------ Data provided

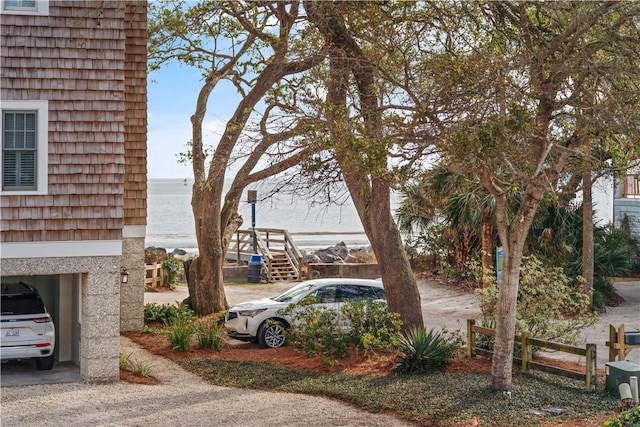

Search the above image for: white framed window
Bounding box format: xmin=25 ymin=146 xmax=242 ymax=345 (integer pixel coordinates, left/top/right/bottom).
xmin=0 ymin=0 xmax=49 ymax=16
xmin=0 ymin=100 xmax=49 ymax=195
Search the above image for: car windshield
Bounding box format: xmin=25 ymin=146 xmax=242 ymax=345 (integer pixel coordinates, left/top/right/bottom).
xmin=272 ymin=283 xmax=313 ymax=302
xmin=2 ymin=295 xmax=46 ymax=315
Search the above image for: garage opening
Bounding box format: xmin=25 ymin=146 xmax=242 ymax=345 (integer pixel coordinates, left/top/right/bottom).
xmin=1 ymin=274 xmax=81 ymax=386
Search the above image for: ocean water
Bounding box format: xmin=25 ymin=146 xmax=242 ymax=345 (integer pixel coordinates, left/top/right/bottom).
xmin=145 ymin=179 xmax=369 ymax=251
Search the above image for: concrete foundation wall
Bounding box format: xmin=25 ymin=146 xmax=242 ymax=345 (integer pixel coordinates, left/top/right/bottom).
xmin=1 ymin=256 xmax=120 ymax=382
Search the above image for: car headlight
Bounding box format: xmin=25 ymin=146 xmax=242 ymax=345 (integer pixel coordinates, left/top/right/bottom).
xmin=238 ymin=308 xmax=267 ymax=317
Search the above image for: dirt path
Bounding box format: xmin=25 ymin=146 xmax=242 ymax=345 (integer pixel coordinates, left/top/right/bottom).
xmin=145 ymin=279 xmax=640 ymax=368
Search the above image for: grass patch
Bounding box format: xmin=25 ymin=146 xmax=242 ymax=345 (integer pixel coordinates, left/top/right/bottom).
xmin=175 ymin=358 xmax=618 ymax=426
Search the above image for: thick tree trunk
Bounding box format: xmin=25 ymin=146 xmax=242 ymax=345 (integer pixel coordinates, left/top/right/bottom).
xmin=188 ymin=183 xmax=229 ymax=316
xmin=360 ymin=180 xmax=425 ymax=332
xmin=491 ymin=238 xmax=522 ymax=390
xmin=304 ymin=1 xmax=424 ymax=330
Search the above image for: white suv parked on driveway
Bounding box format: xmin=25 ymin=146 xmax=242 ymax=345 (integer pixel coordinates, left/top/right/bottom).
xmin=224 ymin=278 xmax=384 ymax=348
xmin=0 ymin=282 xmax=56 ymax=370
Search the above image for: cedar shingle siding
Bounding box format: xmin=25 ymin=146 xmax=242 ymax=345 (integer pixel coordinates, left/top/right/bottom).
xmin=124 ymin=2 xmax=147 ymax=229
xmin=0 ymin=0 xmax=146 ymax=242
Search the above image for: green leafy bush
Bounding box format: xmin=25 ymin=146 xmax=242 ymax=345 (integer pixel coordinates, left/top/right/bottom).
xmin=604 ymin=405 xmax=640 ymax=427
xmin=144 ymin=302 xmax=194 ymax=325
xmin=195 ymin=319 xmax=223 ymax=351
xmin=342 ymin=300 xmax=402 ymax=353
xmin=120 ymin=353 xmax=151 ymax=377
xmin=162 ymin=256 xmax=184 ymax=289
xmin=476 ymin=257 xmax=598 ymax=344
xmin=395 ymin=328 xmax=462 ymax=374
xmin=281 ymin=298 xmax=349 ymax=360
xmin=167 ymin=312 xmax=195 ymax=352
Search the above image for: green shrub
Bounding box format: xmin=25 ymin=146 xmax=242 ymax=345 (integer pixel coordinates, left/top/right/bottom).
xmin=395 ymin=328 xmax=462 ymax=374
xmin=342 ymin=300 xmax=402 ymax=353
xmin=604 ymin=405 xmax=640 ymax=427
xmin=282 ymin=298 xmax=349 ymax=361
xmin=195 ymin=319 xmax=223 ymax=351
xmin=120 ymin=353 xmax=151 ymax=377
xmin=162 ymin=256 xmax=184 ymax=289
xmin=476 ymin=257 xmax=598 ymax=344
xmin=167 ymin=312 xmax=195 ymax=351
xmin=144 ymin=302 xmax=194 ymax=325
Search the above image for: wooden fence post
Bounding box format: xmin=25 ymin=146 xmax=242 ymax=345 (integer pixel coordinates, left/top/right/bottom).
xmin=585 ymin=344 xmax=598 ymax=391
xmin=467 ymin=319 xmax=476 ymax=357
xmin=520 ymin=332 xmax=533 ymax=372
xmin=607 ymin=325 xmax=618 ymax=362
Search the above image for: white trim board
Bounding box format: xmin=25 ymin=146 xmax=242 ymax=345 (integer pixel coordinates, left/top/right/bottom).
xmin=0 ymin=240 xmax=122 ymax=259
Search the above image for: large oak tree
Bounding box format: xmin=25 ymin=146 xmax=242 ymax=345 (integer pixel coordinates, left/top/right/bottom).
xmin=149 ymin=0 xmax=325 ymax=314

------------

# Directions for this task
Copy out the whole listing above, substituting "whole-number pixel coordinates" for each "integer pixel coordinates" and keeping everything else the same. Leave the pictures out of your copy.

# Output
Search the above image for: white framed window
Bounding box format: xmin=25 ymin=146 xmax=242 ymax=345 (whole-number pixel coordinates, left/top/right/bottom).
xmin=0 ymin=0 xmax=49 ymax=16
xmin=0 ymin=100 xmax=49 ymax=195
Search the above image for: car windshield
Bounding box format: xmin=25 ymin=146 xmax=242 ymax=345 (whole-number pixel coordinates, left/top/right/bottom).
xmin=272 ymin=283 xmax=313 ymax=302
xmin=2 ymin=295 xmax=46 ymax=315
Search the above image for: garage opening
Bounding box format: xmin=25 ymin=146 xmax=242 ymax=345 (whole-number pixel coordinates, left/top/right/bottom).
xmin=1 ymin=274 xmax=81 ymax=386
Search the above image for: ocean water
Bounding box format: xmin=25 ymin=146 xmax=242 ymax=345 (whole-number pixel coordinates, left/top/right/bottom).
xmin=145 ymin=179 xmax=369 ymax=251
Search the above image for: concrete foundation wall
Bounding box format: xmin=25 ymin=146 xmax=242 ymax=345 (whole-number pixel coordinates, left/top/right/bottom).
xmin=1 ymin=256 xmax=120 ymax=382
Search the above image for: car headlight
Bounding box format: xmin=25 ymin=146 xmax=242 ymax=345 (whole-number pixel coordinates, left/top/right/bottom).
xmin=238 ymin=308 xmax=267 ymax=317
Search the above image for: dirt path
Bounding box format: xmin=25 ymin=146 xmax=242 ymax=345 (whole-number pixel coordinates, left/top/right/bottom).
xmin=145 ymin=279 xmax=640 ymax=368
Search the above image for: grass patch
Bounding box format: xmin=25 ymin=146 xmax=242 ymax=345 (whole-number pixel coordinates, left/top/right/bottom).
xmin=175 ymin=358 xmax=618 ymax=426
Search the above image for: thick tree trunk
Bounding box format: xmin=25 ymin=146 xmax=242 ymax=345 (whole-number pixel coordinates, left/top/right/bottom).
xmin=188 ymin=183 xmax=229 ymax=316
xmin=360 ymin=180 xmax=425 ymax=332
xmin=491 ymin=238 xmax=522 ymax=390
xmin=304 ymin=1 xmax=424 ymax=330
Search the above image for: white suv parked on driveway
Bounding box format: xmin=25 ymin=146 xmax=242 ymax=345 (whole-number pixel coordinates, left/top/right/bottom).
xmin=224 ymin=278 xmax=384 ymax=348
xmin=0 ymin=282 xmax=56 ymax=370
Search the above image for: cedar shingle siding
Bounding box format: xmin=25 ymin=146 xmax=242 ymax=345 (whole-number pixel coordinates, left/top/right/bottom).
xmin=124 ymin=2 xmax=147 ymax=229
xmin=0 ymin=0 xmax=146 ymax=242
Search the above image for: green leafy bush
Bounding box format: xmin=25 ymin=146 xmax=242 ymax=345 (whole-number pixel coordinates, left/top/right/bottom).
xmin=604 ymin=405 xmax=640 ymax=427
xmin=144 ymin=302 xmax=194 ymax=325
xmin=195 ymin=319 xmax=223 ymax=351
xmin=342 ymin=300 xmax=402 ymax=353
xmin=120 ymin=353 xmax=151 ymax=377
xmin=162 ymin=256 xmax=184 ymax=289
xmin=476 ymin=257 xmax=598 ymax=344
xmin=395 ymin=328 xmax=462 ymax=374
xmin=281 ymin=298 xmax=349 ymax=360
xmin=167 ymin=312 xmax=195 ymax=352
Search the above image for: green shrub
Bounding box format: xmin=25 ymin=146 xmax=242 ymax=345 (whole-number pixel coordinates, left/top/right/bottom).
xmin=395 ymin=328 xmax=462 ymax=374
xmin=342 ymin=300 xmax=402 ymax=353
xmin=604 ymin=405 xmax=640 ymax=427
xmin=282 ymin=298 xmax=349 ymax=361
xmin=195 ymin=319 xmax=223 ymax=351
xmin=120 ymin=353 xmax=151 ymax=377
xmin=162 ymin=256 xmax=184 ymax=289
xmin=476 ymin=257 xmax=598 ymax=344
xmin=167 ymin=312 xmax=195 ymax=351
xmin=144 ymin=302 xmax=194 ymax=325
Search the above image for: wooden fence post
Bounding box format: xmin=25 ymin=146 xmax=242 ymax=345 (whole-number pixel coordinates, left/top/right/bottom).
xmin=585 ymin=344 xmax=598 ymax=391
xmin=467 ymin=319 xmax=476 ymax=357
xmin=520 ymin=332 xmax=533 ymax=372
xmin=607 ymin=325 xmax=618 ymax=362
Search the above image for: white trim board
Bounding box format: xmin=25 ymin=146 xmax=242 ymax=345 (whole-number pixel coordinates, left/top/right/bottom).
xmin=0 ymin=240 xmax=122 ymax=259
Search the above image for: large oak tree
Bounding box format: xmin=25 ymin=146 xmax=242 ymax=345 (whole-number pixel coordinates, left/top/right/bottom).
xmin=149 ymin=0 xmax=325 ymax=314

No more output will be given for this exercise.